## Begin
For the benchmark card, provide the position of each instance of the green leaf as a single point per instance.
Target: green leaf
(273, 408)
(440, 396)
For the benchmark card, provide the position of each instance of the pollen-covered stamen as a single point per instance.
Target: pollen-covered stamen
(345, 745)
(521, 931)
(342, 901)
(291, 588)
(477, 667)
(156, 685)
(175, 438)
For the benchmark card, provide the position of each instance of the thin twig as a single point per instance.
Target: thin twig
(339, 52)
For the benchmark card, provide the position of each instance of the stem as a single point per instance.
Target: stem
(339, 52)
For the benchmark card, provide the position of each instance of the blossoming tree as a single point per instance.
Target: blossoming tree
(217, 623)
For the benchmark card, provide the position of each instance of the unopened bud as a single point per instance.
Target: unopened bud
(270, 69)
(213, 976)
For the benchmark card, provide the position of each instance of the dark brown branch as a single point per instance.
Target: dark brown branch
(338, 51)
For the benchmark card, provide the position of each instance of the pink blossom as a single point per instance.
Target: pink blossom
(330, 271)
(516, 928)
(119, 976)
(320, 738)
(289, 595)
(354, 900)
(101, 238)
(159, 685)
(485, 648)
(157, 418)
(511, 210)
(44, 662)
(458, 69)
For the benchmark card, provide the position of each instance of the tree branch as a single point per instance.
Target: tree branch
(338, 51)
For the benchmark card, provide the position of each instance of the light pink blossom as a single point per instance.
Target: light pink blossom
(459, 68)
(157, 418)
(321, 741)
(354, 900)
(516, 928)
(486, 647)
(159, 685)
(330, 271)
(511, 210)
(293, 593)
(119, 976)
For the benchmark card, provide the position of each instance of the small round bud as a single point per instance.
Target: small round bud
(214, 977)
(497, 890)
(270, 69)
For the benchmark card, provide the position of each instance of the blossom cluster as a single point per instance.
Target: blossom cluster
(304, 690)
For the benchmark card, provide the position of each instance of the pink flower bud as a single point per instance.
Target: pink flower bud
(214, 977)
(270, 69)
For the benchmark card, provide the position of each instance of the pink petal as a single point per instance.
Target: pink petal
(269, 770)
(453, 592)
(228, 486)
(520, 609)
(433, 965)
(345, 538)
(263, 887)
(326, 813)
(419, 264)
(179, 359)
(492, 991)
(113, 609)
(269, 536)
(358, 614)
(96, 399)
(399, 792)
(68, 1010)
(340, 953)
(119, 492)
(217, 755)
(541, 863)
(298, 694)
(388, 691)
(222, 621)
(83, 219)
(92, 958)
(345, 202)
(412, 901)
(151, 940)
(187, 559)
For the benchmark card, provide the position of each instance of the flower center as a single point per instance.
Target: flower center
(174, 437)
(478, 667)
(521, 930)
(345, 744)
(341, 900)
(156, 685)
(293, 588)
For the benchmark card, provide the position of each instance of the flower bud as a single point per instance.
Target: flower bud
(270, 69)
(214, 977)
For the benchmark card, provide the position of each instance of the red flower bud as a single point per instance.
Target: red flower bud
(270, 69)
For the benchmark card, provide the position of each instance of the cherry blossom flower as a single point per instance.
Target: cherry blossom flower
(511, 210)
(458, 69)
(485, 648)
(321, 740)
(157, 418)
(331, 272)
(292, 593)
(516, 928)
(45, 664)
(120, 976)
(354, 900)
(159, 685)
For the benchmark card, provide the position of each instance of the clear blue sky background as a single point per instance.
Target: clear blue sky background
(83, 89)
## End
**What to do**
Reproduce each entry exactly, leaving out nothing.

**Completed task**
For the benchmark card, provide the position of each instance of the green leaf as a single point per instance.
Target: green leaf
(273, 408)
(440, 396)
For the benchmark card, provide the position of each instance of the pollen-covered stamen as a single point per instance.
Target: pollen-covered stamen
(345, 745)
(521, 931)
(342, 901)
(291, 588)
(477, 667)
(156, 685)
(175, 438)
For the benchmark card, provide the position of each instance of the thin twig as a single point per instance.
Target: thin twig
(339, 52)
For the benchmark card, provide the position of each instance of the stem as a single point per instance.
Target: stem
(339, 52)
For the benchmark card, provide the position of each instance of the blossoming tree as a single point per instance.
Target: blossoming tree
(217, 623)
For the benchmark card, provide the position of each instance of the unopened bud as a single point per instance.
Target: unopened bud
(270, 69)
(213, 976)
For the benchmark card, provide the position of each instance of the dark brown branch as a single point per instance.
Target: dark brown branch
(338, 51)
For the benchmark card, provide the position of each instance of the pink blossom as a single point per instance.
Target: pink blossom
(330, 271)
(516, 928)
(119, 976)
(320, 738)
(289, 595)
(354, 900)
(101, 238)
(159, 685)
(485, 648)
(157, 418)
(511, 210)
(44, 662)
(458, 69)
For the benchmark card, provide the position of each instance of the tree branch as a single point per instance.
Target: tree branch
(338, 51)
For the benchmark card, provide the position of each instance of the light pink blossom as a single point per instance.
Target: light pink blossom
(459, 68)
(157, 418)
(321, 741)
(354, 900)
(516, 928)
(486, 647)
(159, 685)
(330, 271)
(511, 210)
(293, 593)
(119, 976)
For the benchmark card, provide the position of each instance of the small round bud as a single point per instance.
Target: small round bud
(214, 977)
(497, 890)
(270, 69)
For the benchmark card, provide the position of each instance of the blossom cluster as a single point per instance.
Target: blossom cluster
(304, 690)
For the benchmark card, provide the position of each instance of the pink flower bud as a single point per instance.
Target: pink flower bud
(214, 977)
(270, 69)
For the benchmark card, provide the position of each instance of the pink petal as a single point per instance.
Target: pink petal
(269, 770)
(453, 592)
(228, 486)
(520, 609)
(433, 965)
(345, 538)
(263, 887)
(326, 813)
(419, 264)
(179, 359)
(492, 991)
(113, 609)
(269, 536)
(358, 614)
(96, 399)
(399, 792)
(68, 1010)
(340, 953)
(119, 492)
(217, 755)
(541, 863)
(298, 694)
(388, 691)
(222, 621)
(83, 219)
(92, 958)
(345, 202)
(412, 901)
(151, 940)
(187, 559)
For the benchmark card, provide the position of each instance of the flower center as a single point per instance.
Target: flower center
(174, 437)
(478, 667)
(521, 930)
(345, 744)
(341, 900)
(156, 685)
(293, 588)
For the benchmark card, provide the position of each instance of the flower bud as a single point per instance.
Target: flower bud
(270, 69)
(214, 977)
For the benchmark card, provide the position of each instance of the red flower bud as a single point per instance.
Target: red flower bud
(270, 69)
For the benchmark card, provide the position of each instance of the cherry blossom flower as a single point per instance.
Target: cherry blossom flower
(511, 210)
(458, 69)
(485, 648)
(321, 740)
(157, 418)
(331, 272)
(292, 593)
(516, 928)
(45, 664)
(120, 976)
(354, 900)
(159, 685)
For the benchmark card, provide the position of each instance of the clear blue sky background as a single point per instance.
Target: clear blue sky background
(83, 89)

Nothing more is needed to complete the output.